_PROBLEM REQUIREMENTS_
Reproduce the records verbatim, starting at the line containing "The component shall point out each instance of the gradient" and ending with the line containing "point(284, 177)", with both of those lines included.

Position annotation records
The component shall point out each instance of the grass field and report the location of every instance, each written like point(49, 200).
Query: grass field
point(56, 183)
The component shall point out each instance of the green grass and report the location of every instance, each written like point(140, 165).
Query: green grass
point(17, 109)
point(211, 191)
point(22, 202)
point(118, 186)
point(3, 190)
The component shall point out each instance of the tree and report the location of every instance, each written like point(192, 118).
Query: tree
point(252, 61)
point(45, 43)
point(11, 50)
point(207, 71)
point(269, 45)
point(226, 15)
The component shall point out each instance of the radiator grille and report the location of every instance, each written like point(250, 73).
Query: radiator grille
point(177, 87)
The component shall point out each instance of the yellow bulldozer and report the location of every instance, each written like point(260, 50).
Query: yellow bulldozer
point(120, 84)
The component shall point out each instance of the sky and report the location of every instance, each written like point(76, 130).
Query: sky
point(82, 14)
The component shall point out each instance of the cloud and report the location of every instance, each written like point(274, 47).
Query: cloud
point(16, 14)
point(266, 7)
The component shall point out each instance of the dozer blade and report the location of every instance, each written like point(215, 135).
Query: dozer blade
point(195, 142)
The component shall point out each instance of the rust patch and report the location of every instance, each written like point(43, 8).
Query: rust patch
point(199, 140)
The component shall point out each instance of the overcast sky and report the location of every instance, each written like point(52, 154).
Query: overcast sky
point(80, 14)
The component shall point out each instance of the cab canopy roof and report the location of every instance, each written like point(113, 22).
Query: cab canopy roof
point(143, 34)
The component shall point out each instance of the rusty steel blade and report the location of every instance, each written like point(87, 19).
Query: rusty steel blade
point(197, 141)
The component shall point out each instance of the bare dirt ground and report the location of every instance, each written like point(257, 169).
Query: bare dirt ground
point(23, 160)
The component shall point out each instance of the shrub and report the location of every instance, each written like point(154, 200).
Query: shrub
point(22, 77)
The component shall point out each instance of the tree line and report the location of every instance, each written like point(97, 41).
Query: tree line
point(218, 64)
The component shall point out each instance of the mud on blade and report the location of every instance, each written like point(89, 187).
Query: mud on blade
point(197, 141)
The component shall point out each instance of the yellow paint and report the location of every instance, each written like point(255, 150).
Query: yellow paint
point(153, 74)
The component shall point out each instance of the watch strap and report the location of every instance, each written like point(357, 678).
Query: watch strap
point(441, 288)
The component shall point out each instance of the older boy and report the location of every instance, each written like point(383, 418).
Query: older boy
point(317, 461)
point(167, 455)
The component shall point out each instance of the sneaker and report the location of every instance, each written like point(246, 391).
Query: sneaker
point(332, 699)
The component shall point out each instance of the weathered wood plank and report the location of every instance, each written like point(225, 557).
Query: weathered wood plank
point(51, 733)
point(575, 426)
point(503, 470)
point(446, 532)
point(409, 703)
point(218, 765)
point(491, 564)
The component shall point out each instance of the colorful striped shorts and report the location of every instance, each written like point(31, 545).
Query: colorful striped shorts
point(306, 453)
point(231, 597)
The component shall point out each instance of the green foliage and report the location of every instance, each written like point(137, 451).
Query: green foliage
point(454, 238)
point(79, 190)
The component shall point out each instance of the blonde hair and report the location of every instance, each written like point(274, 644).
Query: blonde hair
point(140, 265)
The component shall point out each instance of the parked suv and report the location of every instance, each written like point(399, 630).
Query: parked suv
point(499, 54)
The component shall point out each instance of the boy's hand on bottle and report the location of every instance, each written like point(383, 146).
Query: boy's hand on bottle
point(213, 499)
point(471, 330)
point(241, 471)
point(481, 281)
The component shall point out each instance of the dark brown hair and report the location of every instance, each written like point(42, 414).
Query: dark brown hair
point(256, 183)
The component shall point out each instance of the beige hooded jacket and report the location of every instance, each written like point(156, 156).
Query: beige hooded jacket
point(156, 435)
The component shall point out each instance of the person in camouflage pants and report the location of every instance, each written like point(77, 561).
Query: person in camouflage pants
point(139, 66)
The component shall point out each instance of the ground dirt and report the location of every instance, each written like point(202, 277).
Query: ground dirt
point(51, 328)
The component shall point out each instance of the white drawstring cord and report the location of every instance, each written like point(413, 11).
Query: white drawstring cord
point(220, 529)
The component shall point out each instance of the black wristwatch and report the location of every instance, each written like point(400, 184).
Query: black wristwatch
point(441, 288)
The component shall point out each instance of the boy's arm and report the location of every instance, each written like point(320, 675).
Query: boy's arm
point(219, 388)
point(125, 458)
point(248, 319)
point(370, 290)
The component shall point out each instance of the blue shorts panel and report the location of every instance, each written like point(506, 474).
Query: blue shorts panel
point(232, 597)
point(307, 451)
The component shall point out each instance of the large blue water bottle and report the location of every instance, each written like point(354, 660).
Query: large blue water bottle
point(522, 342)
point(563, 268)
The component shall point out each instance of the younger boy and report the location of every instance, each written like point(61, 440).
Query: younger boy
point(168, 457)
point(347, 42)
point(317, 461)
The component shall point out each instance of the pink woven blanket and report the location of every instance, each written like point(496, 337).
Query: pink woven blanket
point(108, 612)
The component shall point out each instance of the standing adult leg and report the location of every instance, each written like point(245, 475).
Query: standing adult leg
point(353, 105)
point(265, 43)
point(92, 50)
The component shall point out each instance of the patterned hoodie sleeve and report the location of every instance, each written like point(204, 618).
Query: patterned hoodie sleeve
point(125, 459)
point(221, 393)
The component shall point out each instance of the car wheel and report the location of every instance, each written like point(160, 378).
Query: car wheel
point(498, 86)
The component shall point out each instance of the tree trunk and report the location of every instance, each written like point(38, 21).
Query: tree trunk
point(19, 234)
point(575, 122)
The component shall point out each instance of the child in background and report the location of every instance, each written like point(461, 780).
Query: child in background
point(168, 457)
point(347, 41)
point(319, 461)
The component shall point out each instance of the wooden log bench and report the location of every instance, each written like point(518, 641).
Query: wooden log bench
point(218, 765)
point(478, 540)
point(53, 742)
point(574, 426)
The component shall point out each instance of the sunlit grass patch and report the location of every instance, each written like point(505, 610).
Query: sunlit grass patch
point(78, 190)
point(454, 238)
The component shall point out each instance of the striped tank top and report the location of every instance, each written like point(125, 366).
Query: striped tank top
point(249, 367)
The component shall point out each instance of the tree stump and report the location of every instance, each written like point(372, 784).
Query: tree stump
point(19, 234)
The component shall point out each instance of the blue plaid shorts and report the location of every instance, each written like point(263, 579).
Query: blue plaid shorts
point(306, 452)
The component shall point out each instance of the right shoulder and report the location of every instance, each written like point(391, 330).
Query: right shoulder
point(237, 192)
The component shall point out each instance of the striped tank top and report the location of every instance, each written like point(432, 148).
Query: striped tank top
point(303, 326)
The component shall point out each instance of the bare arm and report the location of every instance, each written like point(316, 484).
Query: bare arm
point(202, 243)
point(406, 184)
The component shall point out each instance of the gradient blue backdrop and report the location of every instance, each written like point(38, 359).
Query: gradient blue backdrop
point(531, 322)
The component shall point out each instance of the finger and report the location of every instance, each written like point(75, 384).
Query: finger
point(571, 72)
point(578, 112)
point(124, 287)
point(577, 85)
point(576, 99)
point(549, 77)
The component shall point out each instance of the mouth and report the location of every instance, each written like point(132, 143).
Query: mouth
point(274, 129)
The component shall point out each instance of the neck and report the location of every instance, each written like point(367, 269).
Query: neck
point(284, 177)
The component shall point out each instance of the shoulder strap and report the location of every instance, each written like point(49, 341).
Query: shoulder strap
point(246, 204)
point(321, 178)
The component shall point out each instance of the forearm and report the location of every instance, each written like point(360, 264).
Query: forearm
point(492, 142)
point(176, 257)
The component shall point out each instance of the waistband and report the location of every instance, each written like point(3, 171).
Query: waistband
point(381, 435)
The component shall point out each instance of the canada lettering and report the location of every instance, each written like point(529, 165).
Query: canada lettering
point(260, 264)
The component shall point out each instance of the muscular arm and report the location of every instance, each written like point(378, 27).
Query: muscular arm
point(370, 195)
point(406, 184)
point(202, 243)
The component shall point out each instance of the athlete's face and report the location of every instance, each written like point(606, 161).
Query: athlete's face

_EXERCISE SOLUTION_
The component shall point out each instance of the gradient blue backdrop and report the location of every instance, each written like point(38, 359).
Query: gradient blue backdrop
point(531, 322)
The component shall point out each instance of the finger and report the location of every instance, each written like point(75, 384).
Query: finger
point(571, 72)
point(578, 112)
point(124, 287)
point(577, 85)
point(576, 99)
point(549, 77)
The component shall point out each instance of the mouth and report the location of every instance, each written like point(132, 143).
Query: mouth
point(274, 129)
The component shall point out each instance of the neck and report the location of every instance, each written like point(367, 269).
Query: neck
point(284, 177)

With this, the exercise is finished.